THE TASK →
Lay out all the items below as a numbered list, one line per number, and skip any blank lines.

--

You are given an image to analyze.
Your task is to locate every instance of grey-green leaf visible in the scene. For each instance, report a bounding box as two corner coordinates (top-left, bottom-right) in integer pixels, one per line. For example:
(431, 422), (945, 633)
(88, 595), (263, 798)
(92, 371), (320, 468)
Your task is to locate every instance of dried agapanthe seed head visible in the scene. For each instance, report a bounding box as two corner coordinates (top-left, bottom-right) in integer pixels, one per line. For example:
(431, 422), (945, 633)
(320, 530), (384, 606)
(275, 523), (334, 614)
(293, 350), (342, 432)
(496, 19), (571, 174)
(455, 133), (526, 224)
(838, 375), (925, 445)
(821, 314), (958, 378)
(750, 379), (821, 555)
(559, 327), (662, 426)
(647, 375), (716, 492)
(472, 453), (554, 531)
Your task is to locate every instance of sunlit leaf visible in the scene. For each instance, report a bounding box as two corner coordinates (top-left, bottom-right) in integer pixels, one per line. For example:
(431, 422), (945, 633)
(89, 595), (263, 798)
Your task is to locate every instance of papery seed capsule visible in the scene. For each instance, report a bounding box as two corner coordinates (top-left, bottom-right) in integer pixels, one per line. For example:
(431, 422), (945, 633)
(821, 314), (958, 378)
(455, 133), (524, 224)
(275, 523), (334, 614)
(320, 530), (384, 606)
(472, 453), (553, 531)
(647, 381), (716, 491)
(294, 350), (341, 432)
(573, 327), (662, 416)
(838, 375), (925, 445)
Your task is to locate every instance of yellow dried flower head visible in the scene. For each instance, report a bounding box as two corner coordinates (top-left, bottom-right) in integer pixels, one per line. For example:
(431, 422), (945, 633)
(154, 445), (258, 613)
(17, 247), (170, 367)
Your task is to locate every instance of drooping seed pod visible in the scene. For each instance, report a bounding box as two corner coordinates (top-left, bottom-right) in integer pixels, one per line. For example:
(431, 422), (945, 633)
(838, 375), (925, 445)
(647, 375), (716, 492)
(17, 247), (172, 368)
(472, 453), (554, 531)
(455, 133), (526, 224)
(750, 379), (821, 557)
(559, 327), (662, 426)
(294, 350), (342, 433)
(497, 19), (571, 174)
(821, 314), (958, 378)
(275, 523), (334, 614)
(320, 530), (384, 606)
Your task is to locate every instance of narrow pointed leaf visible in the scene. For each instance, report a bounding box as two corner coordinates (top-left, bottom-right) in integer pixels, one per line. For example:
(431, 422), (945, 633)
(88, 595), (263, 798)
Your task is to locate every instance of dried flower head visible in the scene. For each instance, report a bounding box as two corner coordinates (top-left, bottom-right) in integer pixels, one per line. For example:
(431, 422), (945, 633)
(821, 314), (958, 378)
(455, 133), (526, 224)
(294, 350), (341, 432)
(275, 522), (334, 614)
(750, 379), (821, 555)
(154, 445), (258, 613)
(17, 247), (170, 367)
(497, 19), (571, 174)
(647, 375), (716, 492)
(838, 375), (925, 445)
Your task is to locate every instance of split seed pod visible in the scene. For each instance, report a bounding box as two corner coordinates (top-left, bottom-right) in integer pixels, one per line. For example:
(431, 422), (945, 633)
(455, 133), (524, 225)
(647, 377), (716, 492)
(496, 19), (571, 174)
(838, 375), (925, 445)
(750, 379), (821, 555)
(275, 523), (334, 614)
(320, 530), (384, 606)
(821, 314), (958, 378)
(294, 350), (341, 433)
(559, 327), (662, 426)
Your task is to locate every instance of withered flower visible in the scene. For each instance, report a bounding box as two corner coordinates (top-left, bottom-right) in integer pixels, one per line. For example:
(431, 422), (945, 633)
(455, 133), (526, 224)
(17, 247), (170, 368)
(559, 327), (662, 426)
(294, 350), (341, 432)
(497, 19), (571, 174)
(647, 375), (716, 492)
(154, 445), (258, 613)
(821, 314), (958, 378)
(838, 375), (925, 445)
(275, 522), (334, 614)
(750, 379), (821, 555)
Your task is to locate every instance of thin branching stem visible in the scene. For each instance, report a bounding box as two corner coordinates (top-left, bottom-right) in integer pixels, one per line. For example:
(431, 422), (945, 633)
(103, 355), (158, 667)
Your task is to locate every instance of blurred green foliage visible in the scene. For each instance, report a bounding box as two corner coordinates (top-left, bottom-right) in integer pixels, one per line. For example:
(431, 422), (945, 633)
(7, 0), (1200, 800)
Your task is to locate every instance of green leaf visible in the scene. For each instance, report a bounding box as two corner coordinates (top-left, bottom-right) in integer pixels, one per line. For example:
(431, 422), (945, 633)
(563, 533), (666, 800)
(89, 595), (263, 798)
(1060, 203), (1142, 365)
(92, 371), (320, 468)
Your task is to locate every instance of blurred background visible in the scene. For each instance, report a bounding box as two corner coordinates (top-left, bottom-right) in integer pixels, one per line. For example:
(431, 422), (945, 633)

--

THE RESULT →
1. You are given an image to analyze.
2. Your task is to locate every instance of grey-green leaf visible in the scene. For each instance, report a bounding box as two corner coordinates (top-left, bottom-right) in integer pixels, one per line. For example:
3. (431, 422), (945, 633)
4. (88, 595), (263, 798)
5. (92, 371), (320, 468)
6. Your task is to locate every instance of dried agapanthe seed head visible in the scene. For each instance, report a bounding box as two corner coordinates (top-left, bottom-right) in integer pixels, one per line. For example:
7. (431, 422), (945, 633)
8. (320, 530), (384, 606)
9. (275, 523), (334, 614)
10. (293, 350), (342, 432)
11. (496, 19), (571, 174)
12. (455, 133), (526, 224)
13. (838, 375), (925, 445)
14. (821, 314), (958, 378)
15. (750, 379), (821, 555)
16. (559, 327), (662, 426)
17. (647, 375), (716, 492)
18. (472, 453), (554, 531)
19. Your task is to locate every instance of sunlit leaf visible in the scene. For each instance, report a bounding box as two corner coordinates (top-left, bottom-right) in integer pixels, one per line. For example:
20. (431, 422), (945, 633)
21. (89, 595), (263, 798)
22. Your task is to locate every instance of papery seed capsule visible in the scene. For each instance, report a bounding box as two corner coordinates (top-left, bottom-right) in integer pixels, one per line. For example:
23. (431, 422), (945, 633)
24. (821, 314), (958, 378)
25. (455, 133), (524, 224)
26. (275, 523), (334, 614)
27. (320, 530), (384, 606)
28. (472, 453), (553, 531)
29. (647, 381), (716, 491)
30. (294, 350), (341, 432)
31. (573, 327), (662, 416)
32. (838, 375), (925, 445)
33. Your task is to locate every instance of yellow dried flower head visible in the scene. For each instance, report a bounding box as two corner coordinates (top-left, bottom-right) in integer pixels, one per line. For example:
34. (431, 422), (945, 633)
35. (154, 445), (258, 613)
36. (17, 247), (170, 367)
37. Your task is to locate every instance of drooping seed pod visible in the scene. For each instance, report a bounding box as two corner coordinates (top-left, bottom-right) in integer pixels, one per line. For example:
38. (431, 422), (945, 633)
39. (838, 375), (925, 445)
40. (647, 375), (716, 492)
41. (17, 247), (172, 368)
42. (472, 453), (554, 531)
43. (455, 133), (526, 224)
44. (750, 379), (821, 557)
45. (559, 327), (662, 426)
46. (294, 350), (342, 433)
47. (497, 19), (571, 174)
48. (821, 314), (958, 378)
49. (275, 523), (334, 614)
50. (320, 530), (384, 606)
51. Your task is to locate every instance of narrow pointed leaf visible in the scene. For each instance, report a bounding box as two corner coordinates (top-left, bottom-right) in integer pixels, one per line. For example:
52. (431, 422), (945, 633)
53. (88, 595), (263, 798)
54. Your task is to locate every instance of dried flower head visible in the scene. For each instance, report a bounding box as two corner coordinates (top-left, bottom-right) in integer pixels, one per line. For example:
55. (431, 422), (945, 633)
56. (821, 314), (958, 378)
57. (455, 133), (526, 224)
58. (294, 350), (341, 432)
59. (275, 522), (334, 614)
60. (750, 379), (821, 555)
61. (154, 445), (258, 613)
62. (17, 247), (170, 367)
63. (497, 19), (571, 174)
64. (647, 375), (716, 492)
65. (838, 375), (925, 445)
66. Your task is to locate every instance of split seed pod visible in the scene. For each instance, report a bounding box as two corner coordinates (top-left, bottom-right) in integer pixels, one per line. For example:
67. (431, 422), (945, 633)
68. (455, 133), (524, 225)
69. (647, 377), (716, 492)
70. (496, 19), (571, 174)
71. (838, 375), (925, 445)
72. (750, 379), (821, 555)
73. (275, 523), (334, 614)
74. (320, 530), (384, 606)
75. (821, 314), (958, 378)
76. (294, 350), (341, 433)
77. (559, 327), (662, 426)
78. Your task is to locate every instance of withered flower visible in the scene. For each instance, report a bounding box as two corner coordinates (top-left, bottom-right) in integer pixels, one per line. For example:
79. (431, 422), (945, 633)
80. (455, 133), (526, 224)
81. (17, 247), (170, 368)
82. (559, 327), (662, 426)
83. (294, 350), (341, 432)
84. (497, 19), (571, 174)
85. (647, 375), (716, 492)
86. (154, 445), (258, 613)
87. (821, 314), (958, 378)
88. (838, 375), (925, 445)
89. (275, 522), (334, 614)
90. (750, 379), (821, 555)
91. Your task is to locate every instance of thin branching stem visible in the scene. For each instance, report a bounding box as two corner coordinates (top-left, bottom-right) in integer pixels, one per line. For example:
92. (431, 422), (945, 633)
93. (103, 355), (158, 667)
94. Your task is to locate every instance of blurred green foliage visible in the scene. For each instance, report a bounding box as two corner coordinates (top-left, bottom-right) in integer pixels, one per line. For example:
95. (431, 422), (945, 633)
96. (7, 0), (1200, 800)
97. Your task is to locate every instance of green leaf visible in the scene. For each instance, report a bounding box as two corner coordinates (top-left, bottom-right) in integer pixels, one per line. For example:
98. (431, 422), (945, 633)
99. (563, 533), (666, 800)
100. (89, 595), (263, 798)
101. (1060, 203), (1142, 365)
102. (92, 371), (320, 468)
103. Your task is to locate every instance of blurred background visible in the scene. For each instance, report a bounding box as two corner coordinates (top-left, bottom-right) in integer pixels, one per line. For example:
104. (431, 422), (945, 633)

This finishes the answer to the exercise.